## Aim of the exercise
Turn the lines from the one containing "Every instance of the ceremonial" through the end of the items into a Markdown table with the columns Row and Line, one numbered row per line, skipping blank lines.
═══ Material provided ═══
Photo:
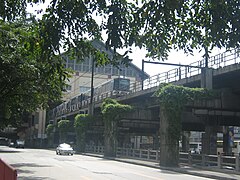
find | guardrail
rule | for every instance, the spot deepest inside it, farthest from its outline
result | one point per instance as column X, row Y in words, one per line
column 7, row 172
column 216, row 161
column 215, row 62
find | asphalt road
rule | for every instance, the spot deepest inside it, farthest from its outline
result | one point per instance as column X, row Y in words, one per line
column 39, row 164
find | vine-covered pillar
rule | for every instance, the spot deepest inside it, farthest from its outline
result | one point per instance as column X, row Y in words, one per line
column 185, row 141
column 210, row 135
column 169, row 147
column 209, row 140
column 110, row 138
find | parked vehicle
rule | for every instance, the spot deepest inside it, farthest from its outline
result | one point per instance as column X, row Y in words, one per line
column 11, row 144
column 64, row 149
column 20, row 144
column 195, row 147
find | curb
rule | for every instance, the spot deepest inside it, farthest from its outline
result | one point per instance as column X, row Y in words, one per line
column 179, row 170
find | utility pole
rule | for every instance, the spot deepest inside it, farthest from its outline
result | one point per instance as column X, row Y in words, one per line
column 142, row 74
column 91, row 108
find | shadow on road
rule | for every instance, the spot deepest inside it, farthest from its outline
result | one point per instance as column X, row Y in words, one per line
column 19, row 165
column 34, row 178
column 9, row 151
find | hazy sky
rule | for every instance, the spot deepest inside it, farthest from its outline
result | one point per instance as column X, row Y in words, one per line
column 139, row 54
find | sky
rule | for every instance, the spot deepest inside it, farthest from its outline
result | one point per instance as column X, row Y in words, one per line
column 177, row 57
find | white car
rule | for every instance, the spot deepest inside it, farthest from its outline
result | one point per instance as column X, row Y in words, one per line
column 64, row 149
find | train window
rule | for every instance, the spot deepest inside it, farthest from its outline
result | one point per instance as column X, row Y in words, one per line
column 129, row 72
column 107, row 70
column 115, row 71
column 71, row 65
column 83, row 89
column 78, row 67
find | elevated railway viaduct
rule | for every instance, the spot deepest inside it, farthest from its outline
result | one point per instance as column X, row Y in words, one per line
column 209, row 116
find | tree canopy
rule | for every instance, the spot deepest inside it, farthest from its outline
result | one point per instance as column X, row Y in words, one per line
column 157, row 25
column 30, row 78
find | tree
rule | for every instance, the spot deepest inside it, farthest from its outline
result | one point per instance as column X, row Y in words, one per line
column 63, row 126
column 30, row 79
column 187, row 25
column 81, row 125
column 112, row 112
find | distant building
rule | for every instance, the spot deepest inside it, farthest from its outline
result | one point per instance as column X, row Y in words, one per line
column 79, row 83
column 81, row 78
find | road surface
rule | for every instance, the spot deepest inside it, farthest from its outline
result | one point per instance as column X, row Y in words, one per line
column 36, row 164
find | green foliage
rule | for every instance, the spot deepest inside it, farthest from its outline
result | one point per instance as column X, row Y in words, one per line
column 186, row 25
column 63, row 125
column 49, row 129
column 82, row 121
column 81, row 125
column 173, row 98
column 30, row 77
column 112, row 110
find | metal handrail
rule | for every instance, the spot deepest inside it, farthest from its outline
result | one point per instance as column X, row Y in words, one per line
column 217, row 61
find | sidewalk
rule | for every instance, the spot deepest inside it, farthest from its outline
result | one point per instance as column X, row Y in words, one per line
column 208, row 172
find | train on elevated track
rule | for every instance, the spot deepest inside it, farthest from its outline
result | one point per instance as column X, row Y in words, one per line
column 118, row 86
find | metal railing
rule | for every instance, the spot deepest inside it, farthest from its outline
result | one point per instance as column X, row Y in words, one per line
column 7, row 171
column 215, row 161
column 215, row 62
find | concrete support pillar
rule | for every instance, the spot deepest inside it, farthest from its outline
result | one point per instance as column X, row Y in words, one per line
column 185, row 141
column 155, row 141
column 206, row 78
column 209, row 140
column 169, row 148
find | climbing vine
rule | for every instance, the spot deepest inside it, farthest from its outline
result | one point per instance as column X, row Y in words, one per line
column 112, row 111
column 63, row 126
column 81, row 125
column 173, row 98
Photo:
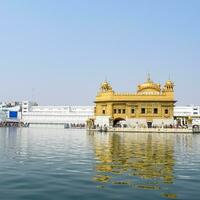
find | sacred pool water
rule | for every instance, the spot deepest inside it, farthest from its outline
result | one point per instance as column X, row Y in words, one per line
column 64, row 164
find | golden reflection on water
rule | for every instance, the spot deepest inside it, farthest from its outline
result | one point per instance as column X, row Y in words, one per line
column 144, row 161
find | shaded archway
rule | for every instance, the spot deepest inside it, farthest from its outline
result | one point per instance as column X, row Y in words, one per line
column 117, row 121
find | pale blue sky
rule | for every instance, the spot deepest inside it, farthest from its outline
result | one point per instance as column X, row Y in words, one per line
column 59, row 51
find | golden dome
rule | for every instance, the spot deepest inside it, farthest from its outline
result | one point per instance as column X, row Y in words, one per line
column 169, row 82
column 148, row 87
column 169, row 86
column 105, row 87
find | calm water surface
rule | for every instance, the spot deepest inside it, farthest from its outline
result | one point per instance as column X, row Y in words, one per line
column 73, row 164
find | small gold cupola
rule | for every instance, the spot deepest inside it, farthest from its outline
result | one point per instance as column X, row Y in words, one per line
column 106, row 87
column 149, row 87
column 169, row 86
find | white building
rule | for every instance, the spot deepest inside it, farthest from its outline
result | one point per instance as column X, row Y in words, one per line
column 56, row 116
column 10, row 112
column 182, row 113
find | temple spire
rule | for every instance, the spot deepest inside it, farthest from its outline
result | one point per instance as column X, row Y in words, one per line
column 148, row 77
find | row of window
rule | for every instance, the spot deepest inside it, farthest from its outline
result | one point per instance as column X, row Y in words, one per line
column 143, row 111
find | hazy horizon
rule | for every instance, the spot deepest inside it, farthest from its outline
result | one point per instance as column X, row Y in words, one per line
column 59, row 52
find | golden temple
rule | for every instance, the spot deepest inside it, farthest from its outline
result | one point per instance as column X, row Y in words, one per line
column 151, row 105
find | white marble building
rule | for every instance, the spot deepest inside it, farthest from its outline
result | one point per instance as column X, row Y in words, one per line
column 182, row 113
column 55, row 116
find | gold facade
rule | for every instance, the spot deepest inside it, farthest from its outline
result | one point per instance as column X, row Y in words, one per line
column 151, row 101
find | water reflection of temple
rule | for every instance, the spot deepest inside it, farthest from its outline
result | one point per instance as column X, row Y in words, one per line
column 142, row 156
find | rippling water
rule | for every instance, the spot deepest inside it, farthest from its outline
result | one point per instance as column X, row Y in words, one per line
column 73, row 164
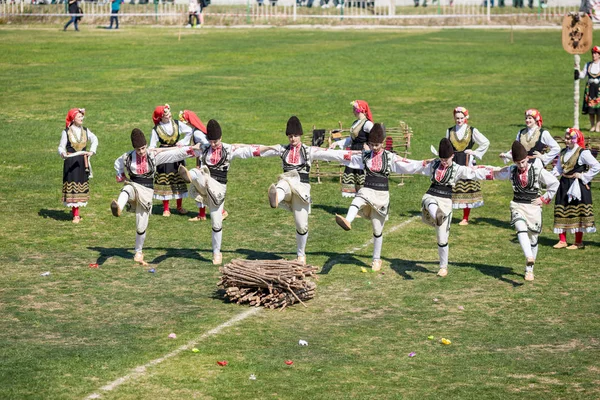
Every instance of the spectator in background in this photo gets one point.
(194, 10)
(114, 10)
(73, 10)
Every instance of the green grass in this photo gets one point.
(66, 335)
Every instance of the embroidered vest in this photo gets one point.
(530, 191)
(377, 180)
(571, 166)
(163, 138)
(74, 145)
(146, 179)
(218, 171)
(460, 145)
(533, 144)
(303, 169)
(442, 187)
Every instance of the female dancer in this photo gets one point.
(209, 182)
(573, 209)
(535, 139)
(76, 167)
(466, 194)
(353, 178)
(167, 182)
(137, 168)
(527, 178)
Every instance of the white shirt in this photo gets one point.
(92, 139)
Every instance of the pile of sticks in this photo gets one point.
(267, 283)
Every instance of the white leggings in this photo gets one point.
(128, 195)
(527, 239)
(216, 212)
(377, 221)
(300, 210)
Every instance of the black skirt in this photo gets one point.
(76, 189)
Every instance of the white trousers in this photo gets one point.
(128, 195)
(300, 210)
(377, 221)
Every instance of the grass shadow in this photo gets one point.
(332, 210)
(490, 221)
(57, 215)
(402, 267)
(495, 271)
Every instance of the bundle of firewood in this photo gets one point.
(267, 283)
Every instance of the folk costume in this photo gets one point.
(536, 140)
(373, 200)
(198, 136)
(591, 94)
(573, 209)
(466, 193)
(209, 181)
(436, 203)
(73, 148)
(167, 182)
(292, 191)
(354, 178)
(138, 171)
(525, 208)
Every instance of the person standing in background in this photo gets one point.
(114, 10)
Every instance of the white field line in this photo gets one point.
(141, 370)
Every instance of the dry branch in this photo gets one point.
(267, 283)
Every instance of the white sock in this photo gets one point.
(352, 212)
(443, 254)
(432, 208)
(139, 242)
(377, 243)
(217, 238)
(301, 243)
(122, 200)
(280, 195)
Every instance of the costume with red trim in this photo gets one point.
(573, 209)
(167, 182)
(76, 168)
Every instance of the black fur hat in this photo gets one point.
(518, 151)
(445, 149)
(294, 127)
(377, 134)
(213, 130)
(137, 138)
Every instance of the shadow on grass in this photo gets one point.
(332, 210)
(402, 267)
(58, 215)
(106, 253)
(490, 221)
(494, 271)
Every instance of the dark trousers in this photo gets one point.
(114, 17)
(73, 20)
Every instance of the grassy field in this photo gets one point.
(66, 335)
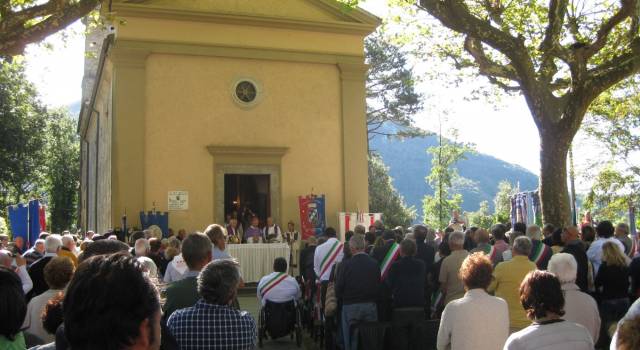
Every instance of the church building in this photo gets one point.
(206, 107)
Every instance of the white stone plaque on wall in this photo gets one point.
(178, 200)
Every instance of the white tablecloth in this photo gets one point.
(256, 260)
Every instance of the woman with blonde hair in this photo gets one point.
(612, 286)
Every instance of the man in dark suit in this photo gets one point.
(379, 253)
(36, 271)
(196, 251)
(426, 254)
(357, 286)
(574, 246)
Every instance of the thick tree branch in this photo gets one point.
(15, 34)
(627, 9)
(550, 45)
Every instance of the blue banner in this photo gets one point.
(19, 220)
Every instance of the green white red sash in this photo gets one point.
(540, 253)
(274, 281)
(330, 257)
(391, 256)
(491, 252)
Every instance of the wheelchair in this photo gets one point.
(277, 320)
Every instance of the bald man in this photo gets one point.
(574, 246)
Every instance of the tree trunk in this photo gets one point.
(554, 192)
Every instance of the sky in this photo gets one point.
(506, 131)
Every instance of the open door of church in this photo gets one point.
(247, 195)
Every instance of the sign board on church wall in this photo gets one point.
(178, 200)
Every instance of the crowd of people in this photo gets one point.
(520, 287)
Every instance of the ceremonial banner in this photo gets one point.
(160, 219)
(19, 220)
(348, 221)
(312, 218)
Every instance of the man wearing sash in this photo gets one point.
(324, 257)
(278, 286)
(540, 252)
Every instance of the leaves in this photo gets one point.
(384, 198)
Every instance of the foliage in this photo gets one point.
(482, 218)
(383, 197)
(39, 149)
(23, 22)
(63, 164)
(502, 201)
(22, 142)
(613, 192)
(391, 95)
(442, 177)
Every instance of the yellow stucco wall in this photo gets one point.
(189, 106)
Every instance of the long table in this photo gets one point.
(256, 260)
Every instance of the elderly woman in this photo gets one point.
(542, 299)
(478, 320)
(579, 307)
═══
## Correct result
| Row | Line |
|---|---|
| 1 | Every instance of the ceremonial banner in this photo gets one point. |
| 2 | (160, 219) |
| 3 | (19, 220) |
| 4 | (348, 221) |
| 5 | (312, 218) |
| 6 | Every instance of the man wearing sash in this photo gets one point. |
| 7 | (324, 257) |
| 8 | (278, 286) |
| 9 | (540, 252) |
| 10 | Every instance of the leaves in this photo gets one point. |
| 11 | (384, 198) |
| 12 | Every instance of the foliage in this photo gets one point. |
| 13 | (482, 218) |
| 14 | (383, 197) |
| 15 | (39, 149) |
| 16 | (23, 22) |
| 17 | (63, 164) |
| 18 | (502, 201) |
| 19 | (22, 142) |
| 20 | (613, 192) |
| 21 | (391, 95) |
| 22 | (442, 177) |
| 23 | Every instance of the yellow stucco wall in this photo gets one point. |
| 24 | (189, 106) |
| 25 | Every instance of the long table in this photo gets one point. |
| 26 | (256, 260) |
| 27 | Every instance of the elderly woman in this photo gets one point. |
| 28 | (542, 299) |
| 29 | (478, 320) |
| 30 | (579, 307) |